### Provided data
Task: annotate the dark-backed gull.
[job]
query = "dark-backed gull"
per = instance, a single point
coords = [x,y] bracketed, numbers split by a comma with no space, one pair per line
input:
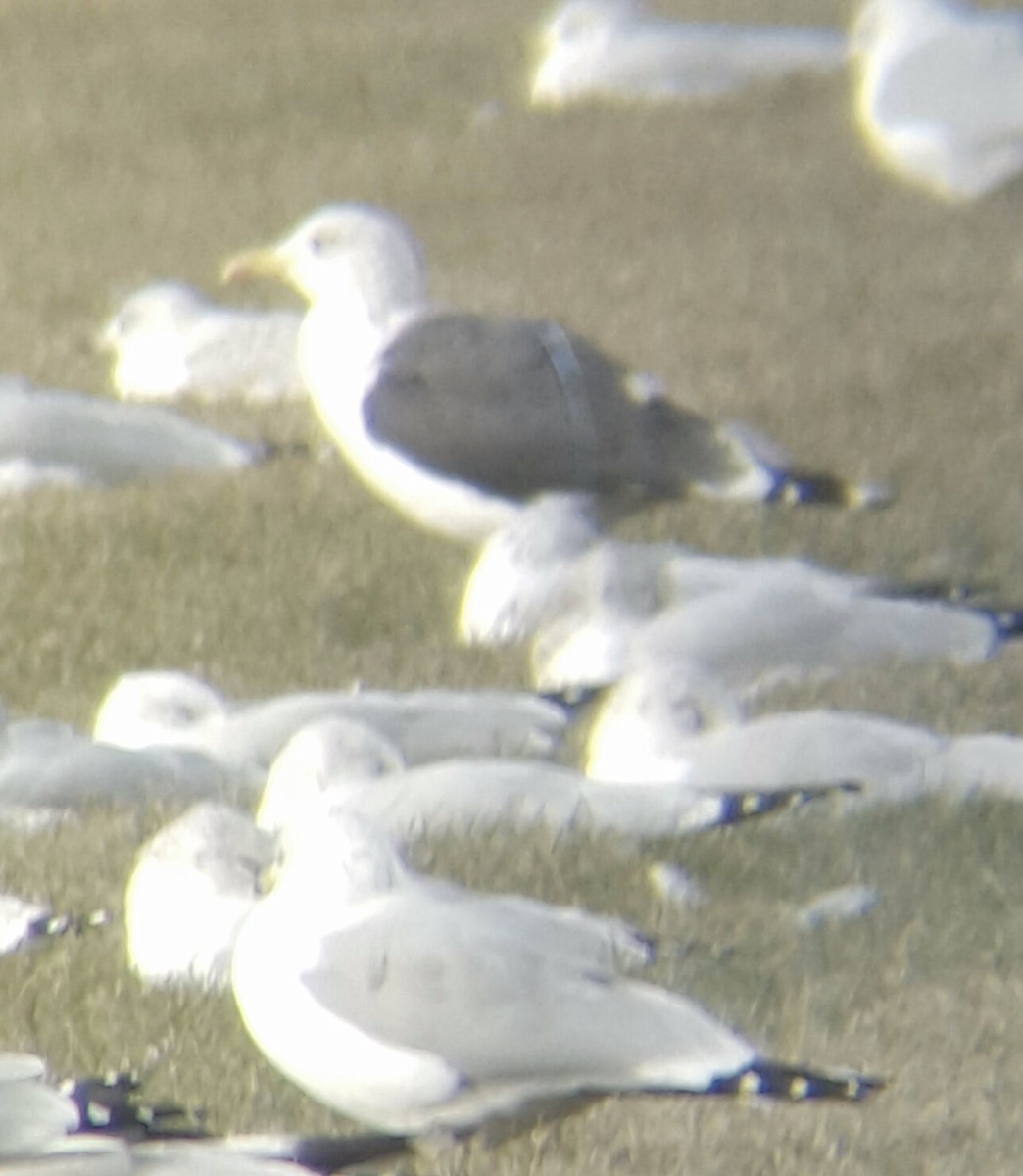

### Required task
Rewrite every line of the data above as a numbered list, skipping blank lines and omitting the picture.

### Task output
1. Task: annotate the dark-backed gull.
2. [job]
3. query = "dark-backed gull"
4. per = instance, a single point
5. coords = [x,y] bracketed, numbers split by a comma with no space, one pair per line
6. input:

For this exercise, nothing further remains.